Object point labels:
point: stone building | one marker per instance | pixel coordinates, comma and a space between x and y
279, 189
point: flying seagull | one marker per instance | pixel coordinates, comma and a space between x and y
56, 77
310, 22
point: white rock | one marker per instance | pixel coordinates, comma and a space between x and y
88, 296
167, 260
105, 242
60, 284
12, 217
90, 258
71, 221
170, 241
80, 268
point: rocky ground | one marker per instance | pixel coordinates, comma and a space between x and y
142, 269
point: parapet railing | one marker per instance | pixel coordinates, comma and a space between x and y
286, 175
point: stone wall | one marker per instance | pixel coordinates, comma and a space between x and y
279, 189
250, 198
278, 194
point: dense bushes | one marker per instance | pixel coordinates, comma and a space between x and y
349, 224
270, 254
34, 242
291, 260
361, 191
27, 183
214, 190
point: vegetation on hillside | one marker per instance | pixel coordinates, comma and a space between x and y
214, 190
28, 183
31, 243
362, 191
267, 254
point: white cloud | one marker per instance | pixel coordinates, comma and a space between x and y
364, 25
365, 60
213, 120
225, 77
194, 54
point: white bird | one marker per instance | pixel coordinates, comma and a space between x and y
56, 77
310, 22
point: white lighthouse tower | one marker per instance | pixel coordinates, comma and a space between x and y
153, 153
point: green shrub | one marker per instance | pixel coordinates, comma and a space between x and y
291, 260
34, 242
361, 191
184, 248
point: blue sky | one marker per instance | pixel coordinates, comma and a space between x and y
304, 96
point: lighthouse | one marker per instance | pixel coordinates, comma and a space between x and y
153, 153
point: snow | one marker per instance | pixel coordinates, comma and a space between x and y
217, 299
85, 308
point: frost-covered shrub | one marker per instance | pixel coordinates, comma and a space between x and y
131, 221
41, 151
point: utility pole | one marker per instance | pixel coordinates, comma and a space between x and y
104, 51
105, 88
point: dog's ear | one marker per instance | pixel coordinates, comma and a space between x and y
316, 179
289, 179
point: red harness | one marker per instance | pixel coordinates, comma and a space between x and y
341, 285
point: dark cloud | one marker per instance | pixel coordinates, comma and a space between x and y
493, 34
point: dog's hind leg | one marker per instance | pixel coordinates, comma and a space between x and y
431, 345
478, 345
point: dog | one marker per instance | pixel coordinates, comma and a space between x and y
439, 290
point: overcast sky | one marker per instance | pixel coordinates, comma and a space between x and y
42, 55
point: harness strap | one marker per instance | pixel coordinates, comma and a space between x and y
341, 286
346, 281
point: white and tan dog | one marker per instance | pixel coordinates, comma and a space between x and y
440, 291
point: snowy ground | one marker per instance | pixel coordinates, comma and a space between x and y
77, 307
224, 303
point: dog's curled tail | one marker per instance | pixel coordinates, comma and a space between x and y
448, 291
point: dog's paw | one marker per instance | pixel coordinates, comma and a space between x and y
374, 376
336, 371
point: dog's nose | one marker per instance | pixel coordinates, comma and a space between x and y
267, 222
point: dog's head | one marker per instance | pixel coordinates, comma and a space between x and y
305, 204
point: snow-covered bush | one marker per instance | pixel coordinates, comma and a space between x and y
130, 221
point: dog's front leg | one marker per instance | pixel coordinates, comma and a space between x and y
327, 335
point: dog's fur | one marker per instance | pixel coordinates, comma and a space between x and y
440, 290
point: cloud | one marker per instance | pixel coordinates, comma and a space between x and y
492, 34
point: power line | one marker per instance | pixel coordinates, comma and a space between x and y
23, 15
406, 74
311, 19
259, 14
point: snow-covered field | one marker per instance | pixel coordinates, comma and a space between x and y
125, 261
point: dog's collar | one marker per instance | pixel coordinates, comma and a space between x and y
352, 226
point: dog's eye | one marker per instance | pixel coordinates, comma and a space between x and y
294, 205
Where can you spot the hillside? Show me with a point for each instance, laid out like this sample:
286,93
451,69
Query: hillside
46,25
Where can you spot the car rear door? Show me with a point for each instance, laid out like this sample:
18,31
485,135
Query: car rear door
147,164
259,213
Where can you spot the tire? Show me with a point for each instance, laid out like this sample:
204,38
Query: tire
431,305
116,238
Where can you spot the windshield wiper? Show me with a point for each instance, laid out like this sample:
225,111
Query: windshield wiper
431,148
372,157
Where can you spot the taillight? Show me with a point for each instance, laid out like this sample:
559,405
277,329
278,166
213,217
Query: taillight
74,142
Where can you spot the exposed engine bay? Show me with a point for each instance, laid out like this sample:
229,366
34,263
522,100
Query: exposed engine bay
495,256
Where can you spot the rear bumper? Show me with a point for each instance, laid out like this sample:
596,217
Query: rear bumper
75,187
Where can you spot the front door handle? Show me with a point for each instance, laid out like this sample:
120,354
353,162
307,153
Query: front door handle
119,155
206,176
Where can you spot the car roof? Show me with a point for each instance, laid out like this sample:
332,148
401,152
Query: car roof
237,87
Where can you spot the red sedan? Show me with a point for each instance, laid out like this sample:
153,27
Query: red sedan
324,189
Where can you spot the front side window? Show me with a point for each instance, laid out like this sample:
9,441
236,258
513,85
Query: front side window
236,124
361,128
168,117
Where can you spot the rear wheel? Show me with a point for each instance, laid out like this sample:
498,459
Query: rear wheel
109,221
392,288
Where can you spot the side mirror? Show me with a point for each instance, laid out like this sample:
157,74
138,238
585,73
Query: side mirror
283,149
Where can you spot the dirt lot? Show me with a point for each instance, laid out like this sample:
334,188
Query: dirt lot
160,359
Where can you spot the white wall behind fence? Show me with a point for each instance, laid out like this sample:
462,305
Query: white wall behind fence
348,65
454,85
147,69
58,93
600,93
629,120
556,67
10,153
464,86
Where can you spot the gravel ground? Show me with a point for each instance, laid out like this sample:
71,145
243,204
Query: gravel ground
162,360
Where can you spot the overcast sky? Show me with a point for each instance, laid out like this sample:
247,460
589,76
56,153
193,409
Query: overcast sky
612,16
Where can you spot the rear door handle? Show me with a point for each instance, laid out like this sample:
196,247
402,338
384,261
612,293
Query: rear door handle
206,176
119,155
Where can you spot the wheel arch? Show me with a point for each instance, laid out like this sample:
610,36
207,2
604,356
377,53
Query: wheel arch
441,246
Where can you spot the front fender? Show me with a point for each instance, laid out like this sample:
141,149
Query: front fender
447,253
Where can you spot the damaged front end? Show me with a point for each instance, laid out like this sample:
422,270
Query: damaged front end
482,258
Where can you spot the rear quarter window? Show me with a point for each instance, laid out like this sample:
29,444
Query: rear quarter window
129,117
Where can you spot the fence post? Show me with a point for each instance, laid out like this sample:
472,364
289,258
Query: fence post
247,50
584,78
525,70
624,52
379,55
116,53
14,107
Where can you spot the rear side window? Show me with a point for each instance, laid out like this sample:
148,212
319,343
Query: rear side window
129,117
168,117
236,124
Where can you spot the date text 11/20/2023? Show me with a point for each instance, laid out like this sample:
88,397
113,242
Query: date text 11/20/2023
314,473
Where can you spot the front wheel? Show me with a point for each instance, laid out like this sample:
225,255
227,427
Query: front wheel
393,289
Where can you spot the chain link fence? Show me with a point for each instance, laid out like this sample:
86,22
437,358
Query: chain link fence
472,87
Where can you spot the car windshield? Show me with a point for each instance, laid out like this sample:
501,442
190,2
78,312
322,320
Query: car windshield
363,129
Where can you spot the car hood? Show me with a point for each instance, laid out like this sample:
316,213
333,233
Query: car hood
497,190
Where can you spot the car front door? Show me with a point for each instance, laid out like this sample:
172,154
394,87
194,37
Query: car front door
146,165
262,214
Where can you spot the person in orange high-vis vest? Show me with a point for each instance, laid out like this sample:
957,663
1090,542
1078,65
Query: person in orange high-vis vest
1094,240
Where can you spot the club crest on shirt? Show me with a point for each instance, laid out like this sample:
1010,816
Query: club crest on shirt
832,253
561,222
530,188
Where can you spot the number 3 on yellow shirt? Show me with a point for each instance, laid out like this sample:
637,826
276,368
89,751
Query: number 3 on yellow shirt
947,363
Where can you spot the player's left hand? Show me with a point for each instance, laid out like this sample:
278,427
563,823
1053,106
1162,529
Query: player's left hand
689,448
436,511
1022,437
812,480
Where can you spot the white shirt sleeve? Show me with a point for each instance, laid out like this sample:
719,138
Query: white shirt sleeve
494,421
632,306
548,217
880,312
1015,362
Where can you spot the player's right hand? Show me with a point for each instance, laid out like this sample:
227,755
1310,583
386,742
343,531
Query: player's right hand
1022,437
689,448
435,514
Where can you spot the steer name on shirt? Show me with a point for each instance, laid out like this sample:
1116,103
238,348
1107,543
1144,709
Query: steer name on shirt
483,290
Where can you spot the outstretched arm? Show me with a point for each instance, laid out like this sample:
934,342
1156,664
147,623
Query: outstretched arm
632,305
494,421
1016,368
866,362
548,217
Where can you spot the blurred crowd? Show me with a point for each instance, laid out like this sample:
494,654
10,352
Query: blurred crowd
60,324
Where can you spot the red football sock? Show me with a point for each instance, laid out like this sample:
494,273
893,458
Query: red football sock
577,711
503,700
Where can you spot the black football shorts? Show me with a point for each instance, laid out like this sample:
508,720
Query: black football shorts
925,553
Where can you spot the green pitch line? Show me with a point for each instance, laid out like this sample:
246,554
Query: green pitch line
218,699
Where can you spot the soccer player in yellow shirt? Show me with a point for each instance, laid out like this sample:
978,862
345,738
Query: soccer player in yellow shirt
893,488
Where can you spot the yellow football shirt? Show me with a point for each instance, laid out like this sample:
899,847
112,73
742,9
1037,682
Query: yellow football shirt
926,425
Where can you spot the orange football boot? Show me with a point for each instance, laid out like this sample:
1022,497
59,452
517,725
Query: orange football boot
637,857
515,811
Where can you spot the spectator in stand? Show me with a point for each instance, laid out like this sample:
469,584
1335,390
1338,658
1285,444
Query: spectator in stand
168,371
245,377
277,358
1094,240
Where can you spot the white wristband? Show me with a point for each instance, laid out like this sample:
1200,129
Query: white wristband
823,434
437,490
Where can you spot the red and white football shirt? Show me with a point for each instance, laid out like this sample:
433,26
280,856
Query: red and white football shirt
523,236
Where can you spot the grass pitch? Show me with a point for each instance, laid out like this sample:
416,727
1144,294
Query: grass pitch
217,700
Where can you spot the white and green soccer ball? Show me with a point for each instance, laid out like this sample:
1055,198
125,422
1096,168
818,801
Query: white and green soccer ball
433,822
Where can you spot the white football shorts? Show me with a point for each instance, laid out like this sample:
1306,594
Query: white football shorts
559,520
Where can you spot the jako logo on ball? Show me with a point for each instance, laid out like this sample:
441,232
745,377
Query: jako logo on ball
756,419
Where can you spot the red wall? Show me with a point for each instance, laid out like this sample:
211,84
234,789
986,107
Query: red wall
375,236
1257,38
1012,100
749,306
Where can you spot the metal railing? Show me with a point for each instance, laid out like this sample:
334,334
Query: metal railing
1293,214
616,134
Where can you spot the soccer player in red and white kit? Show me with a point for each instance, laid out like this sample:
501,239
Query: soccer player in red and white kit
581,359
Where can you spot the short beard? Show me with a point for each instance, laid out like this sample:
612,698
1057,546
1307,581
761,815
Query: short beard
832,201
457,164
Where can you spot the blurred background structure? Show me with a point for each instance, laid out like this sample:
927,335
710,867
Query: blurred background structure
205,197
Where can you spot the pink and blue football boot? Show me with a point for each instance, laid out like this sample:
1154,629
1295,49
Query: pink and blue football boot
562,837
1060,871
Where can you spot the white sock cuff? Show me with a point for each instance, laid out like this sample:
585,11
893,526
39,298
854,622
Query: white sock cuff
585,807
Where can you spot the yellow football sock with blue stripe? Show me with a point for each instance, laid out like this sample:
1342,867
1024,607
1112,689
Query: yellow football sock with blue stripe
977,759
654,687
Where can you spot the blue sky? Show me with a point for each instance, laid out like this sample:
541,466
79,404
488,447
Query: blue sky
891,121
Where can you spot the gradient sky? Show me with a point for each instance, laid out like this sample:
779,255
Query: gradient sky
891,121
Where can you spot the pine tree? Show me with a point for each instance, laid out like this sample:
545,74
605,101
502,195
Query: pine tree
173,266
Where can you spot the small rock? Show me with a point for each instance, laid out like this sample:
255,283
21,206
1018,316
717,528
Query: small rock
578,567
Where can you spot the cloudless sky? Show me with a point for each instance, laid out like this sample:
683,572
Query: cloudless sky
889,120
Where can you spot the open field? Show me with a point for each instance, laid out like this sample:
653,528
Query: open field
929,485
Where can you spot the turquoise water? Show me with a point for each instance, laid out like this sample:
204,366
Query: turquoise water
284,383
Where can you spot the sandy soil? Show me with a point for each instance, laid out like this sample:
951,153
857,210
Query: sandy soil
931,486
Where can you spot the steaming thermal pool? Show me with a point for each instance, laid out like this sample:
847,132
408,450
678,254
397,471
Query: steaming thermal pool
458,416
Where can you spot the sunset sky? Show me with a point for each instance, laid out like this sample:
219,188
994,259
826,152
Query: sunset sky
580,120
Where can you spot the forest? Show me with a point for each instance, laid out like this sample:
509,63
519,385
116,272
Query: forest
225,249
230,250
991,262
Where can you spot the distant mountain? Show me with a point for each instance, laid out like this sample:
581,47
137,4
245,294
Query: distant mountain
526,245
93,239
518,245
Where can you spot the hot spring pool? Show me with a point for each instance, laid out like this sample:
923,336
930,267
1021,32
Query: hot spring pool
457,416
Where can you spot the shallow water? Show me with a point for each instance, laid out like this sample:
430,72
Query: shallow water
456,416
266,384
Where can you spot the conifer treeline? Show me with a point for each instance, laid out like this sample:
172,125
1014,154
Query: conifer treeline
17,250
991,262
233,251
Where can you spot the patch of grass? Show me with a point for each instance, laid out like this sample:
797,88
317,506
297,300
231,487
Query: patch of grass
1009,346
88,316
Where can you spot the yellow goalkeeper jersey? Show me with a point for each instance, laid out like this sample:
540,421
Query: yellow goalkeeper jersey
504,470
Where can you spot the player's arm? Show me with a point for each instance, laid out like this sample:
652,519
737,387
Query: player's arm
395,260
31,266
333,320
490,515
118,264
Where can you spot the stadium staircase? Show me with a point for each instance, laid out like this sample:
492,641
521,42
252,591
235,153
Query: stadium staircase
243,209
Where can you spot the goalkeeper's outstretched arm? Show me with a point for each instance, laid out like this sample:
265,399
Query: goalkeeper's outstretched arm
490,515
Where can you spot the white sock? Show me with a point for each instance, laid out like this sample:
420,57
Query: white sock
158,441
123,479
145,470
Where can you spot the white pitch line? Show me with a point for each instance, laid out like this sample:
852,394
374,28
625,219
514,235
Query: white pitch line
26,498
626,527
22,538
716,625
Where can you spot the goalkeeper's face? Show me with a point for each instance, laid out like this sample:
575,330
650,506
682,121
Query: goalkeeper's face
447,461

_STATED PROBLEM_
In the entries above, find the line containing "Where can you spot the forest?". Set down that line and every line after it through the last one, exactly and alone.

_ANSWER TO THIS PROBLEM_
Where can you spot the forest? Show me with a point for each instance, laid out like this sample:
509,63
519,385
116,272
Query: forest
225,249
230,250
991,262
Where can you spot the distant mountain? Show me with a point for each instance, laid out like this sample:
581,47
137,4
245,294
Query: distant mountain
526,245
93,239
518,245
Where can you spot the hot spring pool? Show me with a point for each instance, laid out like this sample:
923,336
930,267
1021,32
Query: hot spring pool
457,416
Where can you spot the shallow water? Show me with a point for each instance, laid out like this sample:
430,72
Query: shallow water
456,416
266,384
Where can you spot the conifer treeline? Show me with a point for each instance, laid out like this sample:
172,125
1014,154
Query: conifer treeline
17,250
991,262
233,251
Where can you spot the patch of grass? Show me with a point for each instance, laid out like this sample:
797,88
317,506
297,300
231,487
Query: patch of grass
1009,346
88,316
Where can you spot the yellow goalkeeper jersey? Show me with a point for each instance, laid out like this sample:
540,421
Query: yellow goalkeeper jersey
504,470
Where can you spot the player's arm? Show me with a point for each instance, laid out like this sample:
652,519
737,387
Query: player's arm
395,260
31,266
333,320
490,515
118,264
Where can you spot the stadium staircase? Show me with a point for each instance, laid out like this sample:
492,641
521,42
252,591
235,153
Query: stadium staircase
243,209
Where can you spot the goalkeeper's outstretched arm? Show me with a point for each instance, laid out like this sample:
265,399
Query: goalkeeper's outstretched arm
490,515
Where can you spot the white sock? Show me with a point for each instance, laid out like this sample:
420,57
Query: white sock
158,441
123,479
145,470
Where can you spot the white pitch line? Show me with a point for each instance, laid out like this sample:
852,394
374,28
625,219
514,235
Query: white pitch line
26,498
626,527
22,538
716,625
Where can you spot the goalkeeper's face? Show me with a point for each instance, laid out like this sample:
575,330
650,506
682,121
Query: goalkeeper's face
447,461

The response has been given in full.